• _TASK OBJECTIVE_:
Pull out each line of the material below that contains the word "your", and copy those lines.

• _TASK DATA_:
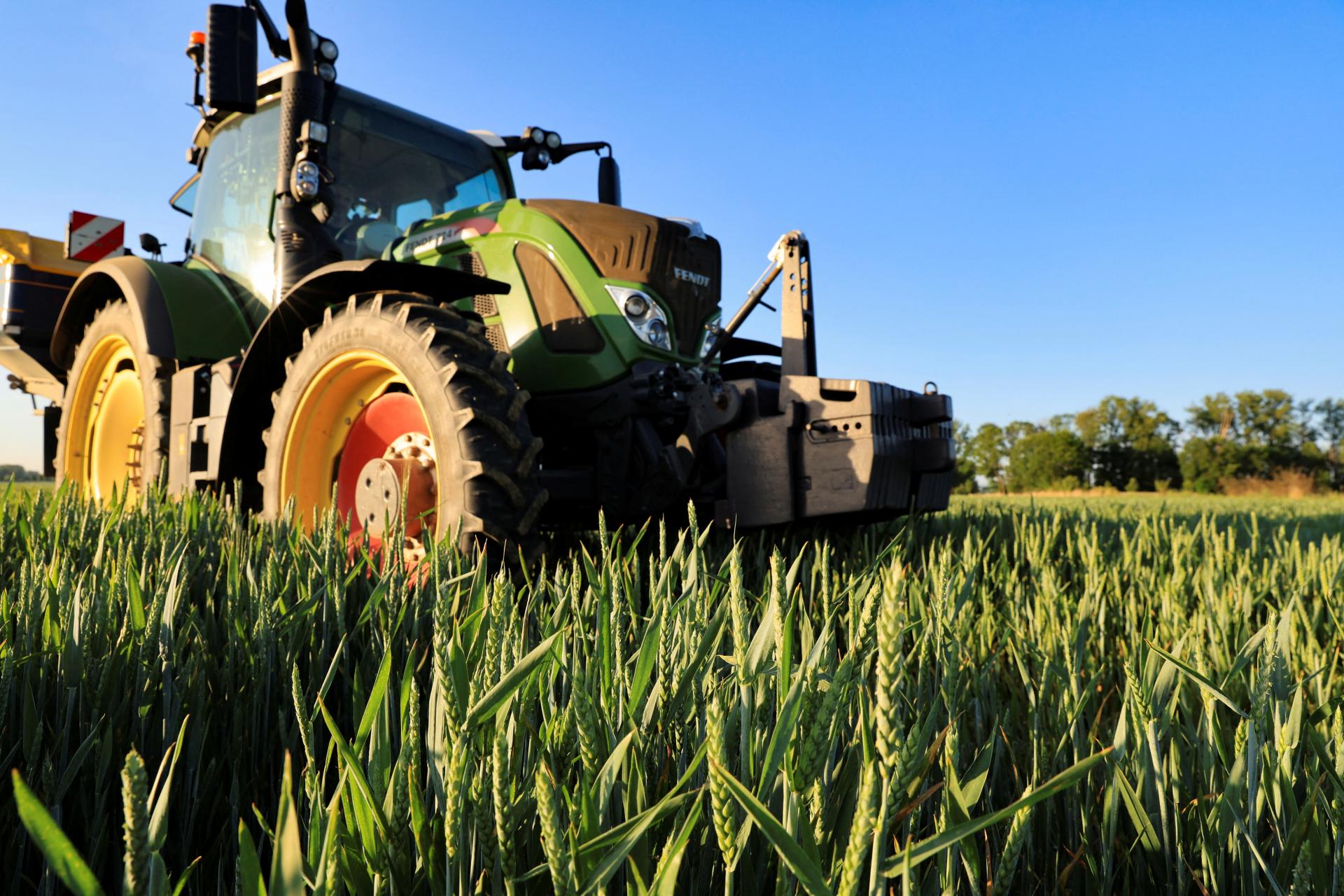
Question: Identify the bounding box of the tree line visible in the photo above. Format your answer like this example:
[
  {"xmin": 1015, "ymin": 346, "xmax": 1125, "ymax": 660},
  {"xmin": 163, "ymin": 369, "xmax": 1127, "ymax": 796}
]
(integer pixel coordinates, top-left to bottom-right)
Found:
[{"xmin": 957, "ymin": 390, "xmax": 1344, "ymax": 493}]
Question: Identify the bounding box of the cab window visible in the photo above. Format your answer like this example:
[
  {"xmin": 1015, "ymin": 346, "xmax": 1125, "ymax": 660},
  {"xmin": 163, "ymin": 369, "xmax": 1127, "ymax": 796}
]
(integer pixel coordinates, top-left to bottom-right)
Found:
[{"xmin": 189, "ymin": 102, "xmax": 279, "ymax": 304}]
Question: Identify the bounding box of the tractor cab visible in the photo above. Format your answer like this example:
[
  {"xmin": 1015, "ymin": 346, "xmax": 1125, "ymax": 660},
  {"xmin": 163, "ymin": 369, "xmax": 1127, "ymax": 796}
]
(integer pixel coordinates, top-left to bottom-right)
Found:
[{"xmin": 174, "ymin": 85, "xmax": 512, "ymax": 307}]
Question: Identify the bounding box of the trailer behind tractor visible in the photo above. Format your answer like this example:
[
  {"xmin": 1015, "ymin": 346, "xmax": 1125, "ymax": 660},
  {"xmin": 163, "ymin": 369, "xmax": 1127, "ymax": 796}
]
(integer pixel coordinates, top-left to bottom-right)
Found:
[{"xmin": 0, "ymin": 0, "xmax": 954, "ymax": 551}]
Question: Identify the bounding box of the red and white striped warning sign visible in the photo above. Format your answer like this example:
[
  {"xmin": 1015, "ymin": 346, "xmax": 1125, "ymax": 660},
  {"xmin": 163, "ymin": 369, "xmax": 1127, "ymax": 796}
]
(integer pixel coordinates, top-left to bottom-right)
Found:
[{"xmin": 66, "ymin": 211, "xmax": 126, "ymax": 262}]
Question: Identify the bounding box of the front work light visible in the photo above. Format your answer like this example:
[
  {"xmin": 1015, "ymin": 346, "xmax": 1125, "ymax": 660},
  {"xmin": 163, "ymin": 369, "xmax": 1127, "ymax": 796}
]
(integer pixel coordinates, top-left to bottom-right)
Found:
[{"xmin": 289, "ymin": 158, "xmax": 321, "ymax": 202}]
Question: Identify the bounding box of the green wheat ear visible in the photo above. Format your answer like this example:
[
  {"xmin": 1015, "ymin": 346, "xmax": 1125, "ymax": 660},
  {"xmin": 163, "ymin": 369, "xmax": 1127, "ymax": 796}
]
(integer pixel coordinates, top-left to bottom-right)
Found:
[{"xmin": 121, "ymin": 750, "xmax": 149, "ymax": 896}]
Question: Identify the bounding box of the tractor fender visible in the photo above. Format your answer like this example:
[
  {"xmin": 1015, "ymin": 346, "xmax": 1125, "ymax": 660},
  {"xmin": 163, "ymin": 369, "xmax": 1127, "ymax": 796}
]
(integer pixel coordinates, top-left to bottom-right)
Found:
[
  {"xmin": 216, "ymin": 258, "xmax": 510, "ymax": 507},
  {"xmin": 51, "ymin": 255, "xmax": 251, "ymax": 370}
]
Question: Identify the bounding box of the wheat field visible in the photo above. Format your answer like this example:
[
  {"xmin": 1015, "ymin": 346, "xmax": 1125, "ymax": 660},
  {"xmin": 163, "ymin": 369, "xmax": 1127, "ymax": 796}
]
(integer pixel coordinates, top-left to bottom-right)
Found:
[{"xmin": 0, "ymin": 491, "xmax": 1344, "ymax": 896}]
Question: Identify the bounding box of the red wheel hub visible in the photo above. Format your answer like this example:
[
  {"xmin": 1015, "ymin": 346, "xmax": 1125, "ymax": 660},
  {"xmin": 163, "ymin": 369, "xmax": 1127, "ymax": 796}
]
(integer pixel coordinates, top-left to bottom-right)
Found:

• _RESULT OF THIS TASK_:
Question: Identify the bounding box of the tree line visible in the photo above. Format your answer like this example:
Question: Identify the bounding box of the cab window visible in the photo above. Format your answer like this example:
Question: Identify the bounding box of the tractor cab visible in the photo above. Format your answer like this example:
Question: Identify the bounding box of the trailer behind tractor visible in the photo above. Format your answer like this example:
Question: Identify the bounding box of the red and white striped warning sign visible in the photo above. Format your answer like this example:
Question: Identify the bounding box of the front work light visible in the photo above. Format your answer like this example:
Question: Identify the bounding box of the green wheat ear visible in the photo above. Format your answer like this example:
Question: Identify the bounding box of the tractor fender visible in the photo above. Format your answer like this example:
Question: Identify the bounding box of the wheat field visible in the photo above. Format your answer like this example:
Question: Identify the bounding box of the red wheel hub visible in the photo above. Format your answer like this example:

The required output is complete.